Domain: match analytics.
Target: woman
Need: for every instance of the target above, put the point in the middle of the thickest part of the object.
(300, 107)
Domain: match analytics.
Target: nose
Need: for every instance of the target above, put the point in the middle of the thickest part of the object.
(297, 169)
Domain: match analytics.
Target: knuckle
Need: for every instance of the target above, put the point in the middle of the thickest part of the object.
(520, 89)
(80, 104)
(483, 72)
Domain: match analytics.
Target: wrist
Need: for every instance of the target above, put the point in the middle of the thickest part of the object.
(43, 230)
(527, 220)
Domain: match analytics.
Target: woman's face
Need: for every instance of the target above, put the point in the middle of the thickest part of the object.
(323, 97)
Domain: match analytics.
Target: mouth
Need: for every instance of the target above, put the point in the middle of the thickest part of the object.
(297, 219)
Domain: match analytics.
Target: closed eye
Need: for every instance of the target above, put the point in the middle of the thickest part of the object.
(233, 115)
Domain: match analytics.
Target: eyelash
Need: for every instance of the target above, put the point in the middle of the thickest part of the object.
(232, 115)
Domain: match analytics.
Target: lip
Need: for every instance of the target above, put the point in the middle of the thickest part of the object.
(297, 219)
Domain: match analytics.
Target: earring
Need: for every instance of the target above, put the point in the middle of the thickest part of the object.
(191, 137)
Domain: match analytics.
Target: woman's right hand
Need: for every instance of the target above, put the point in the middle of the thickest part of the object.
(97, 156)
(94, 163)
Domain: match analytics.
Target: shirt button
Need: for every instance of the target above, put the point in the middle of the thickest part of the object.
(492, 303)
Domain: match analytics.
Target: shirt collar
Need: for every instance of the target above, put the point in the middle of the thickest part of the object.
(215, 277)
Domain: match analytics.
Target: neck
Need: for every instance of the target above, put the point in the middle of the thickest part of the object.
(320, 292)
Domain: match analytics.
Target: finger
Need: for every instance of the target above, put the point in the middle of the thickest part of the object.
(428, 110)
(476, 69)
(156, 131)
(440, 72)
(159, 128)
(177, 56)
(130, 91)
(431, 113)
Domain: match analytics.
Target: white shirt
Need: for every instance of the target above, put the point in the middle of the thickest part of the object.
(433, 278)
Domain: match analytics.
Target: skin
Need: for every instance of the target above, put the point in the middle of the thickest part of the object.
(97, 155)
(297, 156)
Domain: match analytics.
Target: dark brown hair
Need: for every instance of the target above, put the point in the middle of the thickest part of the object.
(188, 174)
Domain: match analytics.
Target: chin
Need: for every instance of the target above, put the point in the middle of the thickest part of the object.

Directions for this task. Locate every line in the material above that contains the word "shirt" and copy each of those lines.

Solution for this exercise.
Target: shirt button
Target: shirt collar
Target: white shirt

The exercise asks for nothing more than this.